## EXCERPTED PASSAGE
"""
# No costume-No treat Right or Wrong??



## turtle2778 (Jul 9, 2006)

*No costume-No treat Right or Wrong??*

I got a couple of older kids that had jeans and t-shirts on carrying a pillowcase this year. The one set of girls I asked what they were supposed to be and they said kids. So i said see ya later, but was I wrong? I mean ZERO effort shouldnt be rewarded should it? Now keep in mind these girls were probably 14. I want to put a sign up next year that says "No costume No Treat" What do you guys think?


----------



## playfx (Mar 10, 2007)

Wow, thats a hard call. I think kids should put little effort into it, wheres the fun if you don't dress up.

I just hope you don't get tricked now....LOL


----------



## Fright Zone (Sep 28, 2006)

If we didn't give out candy to kids who didn't wear a costume we wouldn't have given it out to more than half the ToT's in the city we did it in this year. I'm not exaggerating. There were far more non-costumed kids than costumed. The ones that were you could barely call it a costume. My Aunt started to tell them "Nice costume." A couple teens actually talked back to her and said "We'll be back." One grown lady had nothing resembling a costume got out of a car and walked up. My other Aunt gave her candy but also a look like WTF? She also started to tell them: "What do you say?" and they reluctantly said "Thank you."

One non-costumed bunch had the gaul to say "That's original" when they heard my John Carpenters Halloween theme. They all were calling it "Michael Meyers music". I wanted to say "You mean like your costume" but I didn't want them to come back to my aunt's house later. I don't even live that city.
"""
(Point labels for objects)
"""
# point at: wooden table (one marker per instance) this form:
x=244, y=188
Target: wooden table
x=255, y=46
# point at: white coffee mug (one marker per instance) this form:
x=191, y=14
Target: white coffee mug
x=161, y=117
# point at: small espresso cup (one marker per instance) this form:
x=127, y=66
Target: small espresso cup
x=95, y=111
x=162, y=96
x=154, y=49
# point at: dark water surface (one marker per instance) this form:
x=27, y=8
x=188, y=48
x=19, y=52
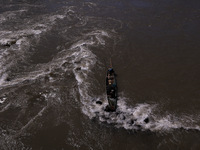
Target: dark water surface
x=53, y=59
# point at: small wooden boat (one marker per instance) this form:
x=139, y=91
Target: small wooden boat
x=111, y=90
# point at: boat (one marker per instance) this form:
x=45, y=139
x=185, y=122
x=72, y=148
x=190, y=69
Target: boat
x=111, y=89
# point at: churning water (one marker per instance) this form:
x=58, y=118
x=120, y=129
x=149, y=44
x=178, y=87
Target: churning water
x=53, y=59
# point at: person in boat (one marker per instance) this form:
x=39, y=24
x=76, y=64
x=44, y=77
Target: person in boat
x=111, y=89
x=110, y=72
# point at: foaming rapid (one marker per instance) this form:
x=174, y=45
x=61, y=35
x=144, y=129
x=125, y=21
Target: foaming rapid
x=15, y=43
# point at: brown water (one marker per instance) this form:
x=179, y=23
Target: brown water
x=53, y=59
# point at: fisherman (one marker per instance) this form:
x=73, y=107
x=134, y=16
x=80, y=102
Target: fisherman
x=111, y=89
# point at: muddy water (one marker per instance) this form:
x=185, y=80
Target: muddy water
x=53, y=59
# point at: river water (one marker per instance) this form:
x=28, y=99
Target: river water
x=53, y=59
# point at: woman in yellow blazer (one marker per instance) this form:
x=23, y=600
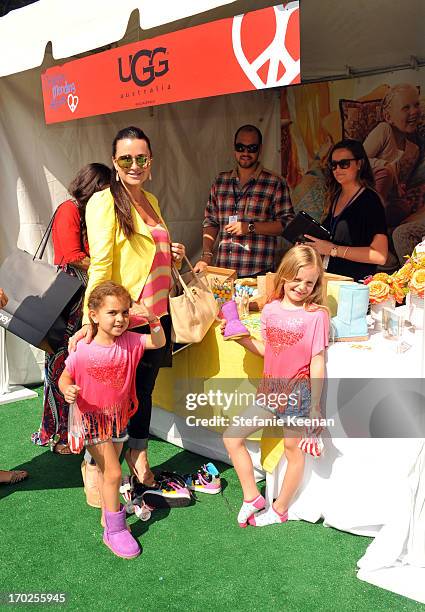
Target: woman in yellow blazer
x=129, y=244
"""
## PROBLEMS TO WORK ON
#1 Decide whether each statement agrees with the costume thread, answering yes or no and quoting the words that settle it: (a) The girls who were turned away said they were dressed as kids. (b) Fright Zone lives in the city where the candy was given out. (c) playfx sees no point in going out without dressing up.
#2 Answer these questions from different parts of the costume thread:
(a) What were the older kids in jeans and t-shirts carrying?
(b) What did the non-costumed kids call the John Carpenter Halloween theme?
(c) What sign does turtle2778 want to put up next year?
#3 Please repeat everything in the costume thread from "## playfx (Mar" down to "(Sep 28, 2006)".
Answer from the costume thread alone.

## EXPECTED RESULTS
#1
(a) Yes: "they said kids."
(b) No: "I don't even live that city."
(c) Yes: "wheres the fun if you don't dress up."

#2
(a) A pillowcase.
(b) "Michael Meyers music."
(c) "No costume No Treat."

#3
## playfx (Mar 10, 2007)

Wow, thats a hard call. I think kids should put little effort into it, wheres the fun if you don't dress up.

I just hope you don't get tricked now....LOL


----------



## Fright Zone (Sep 28, 2006)